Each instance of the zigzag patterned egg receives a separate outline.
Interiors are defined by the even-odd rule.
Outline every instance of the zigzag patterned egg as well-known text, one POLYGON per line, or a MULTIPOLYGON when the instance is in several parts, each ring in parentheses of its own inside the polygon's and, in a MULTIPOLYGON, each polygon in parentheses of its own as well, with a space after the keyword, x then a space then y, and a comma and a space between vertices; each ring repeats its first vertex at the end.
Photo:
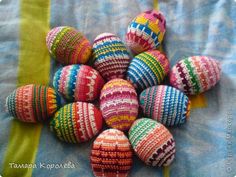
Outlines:
POLYGON ((53 86, 69 101, 93 101, 104 85, 100 74, 90 66, 69 65, 54 75, 53 86))
POLYGON ((220 63, 207 56, 180 60, 170 72, 170 84, 189 95, 205 92, 220 80, 220 63))
POLYGON ((102 114, 91 103, 75 102, 63 106, 50 122, 50 129, 65 142, 81 143, 102 128, 102 114))
POLYGON ((46 44, 49 53, 64 65, 86 63, 92 53, 89 40, 69 26, 55 27, 49 31, 46 44))
POLYGON ((153 86, 139 96, 145 116, 167 126, 186 122, 190 115, 190 100, 181 91, 165 85, 153 86))
POLYGON ((124 78, 130 57, 123 42, 112 33, 98 35, 93 44, 94 67, 106 80, 124 78))
POLYGON ((161 12, 149 10, 135 17, 128 26, 126 44, 135 54, 156 49, 166 31, 166 20, 161 12))
POLYGON ((94 141, 90 156, 96 177, 126 177, 131 169, 132 149, 122 131, 108 129, 94 141))
POLYGON ((150 50, 137 55, 127 71, 129 80, 138 92, 160 84, 169 72, 168 58, 158 50, 150 50))
POLYGON ((33 84, 17 88, 6 99, 11 116, 31 123, 46 121, 60 104, 60 97, 54 89, 33 84))
POLYGON ((142 118, 129 130, 129 141, 137 156, 150 166, 168 166, 175 157, 175 141, 157 121, 142 118))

____

Please give every line of the records above as a numbered list, skipping blank lines and leaving out the pictures.

1. Each instance of the zigzag patterned egg receives a separate outline.
2. Interiors are defined by the even-odd rule.
3. Outline every instance of the zigzag patterned egg as well-known text, one POLYGON per line, or a MULTIPOLYGON when the instance is in several parts, each ring in parentheses of its own inside the polygon's and, in a MULTIPOLYGON, each polygon in parentheses of its own as well, with a space after the keyword, x then a space then y, and a comma and a space between vertices; each ring repeats its first vertex at the end.
4. Photo:
5. Outlines:
6. POLYGON ((53 86, 69 101, 93 101, 104 85, 100 74, 90 66, 69 65, 54 75, 53 86))
7. POLYGON ((220 63, 207 56, 180 60, 170 72, 170 84, 189 95, 205 92, 220 80, 220 63))
8. POLYGON ((102 114, 91 103, 75 102, 63 106, 50 122, 50 129, 65 142, 81 143, 102 128, 102 114))
9. POLYGON ((46 44, 49 53, 64 65, 86 63, 92 53, 89 40, 69 26, 55 27, 49 31, 46 44))
10. POLYGON ((153 86, 139 96, 145 116, 167 126, 186 122, 190 115, 190 100, 181 91, 165 85, 153 86))
11. POLYGON ((124 78, 130 57, 123 42, 112 33, 98 35, 93 44, 94 67, 106 80, 124 78))
12. POLYGON ((161 12, 149 10, 135 17, 128 26, 126 44, 135 54, 156 49, 166 31, 166 20, 161 12))
13. POLYGON ((94 141, 90 156, 96 177, 126 177, 131 169, 132 149, 122 131, 108 129, 94 141))
14. POLYGON ((150 50, 137 55, 127 71, 129 80, 138 92, 160 84, 169 72, 168 58, 158 50, 150 50))
15. POLYGON ((33 84, 17 88, 6 99, 11 116, 31 123, 46 121, 60 104, 60 97, 54 89, 33 84))
16. POLYGON ((142 118, 129 130, 129 141, 137 156, 150 166, 168 166, 175 157, 175 141, 157 121, 142 118))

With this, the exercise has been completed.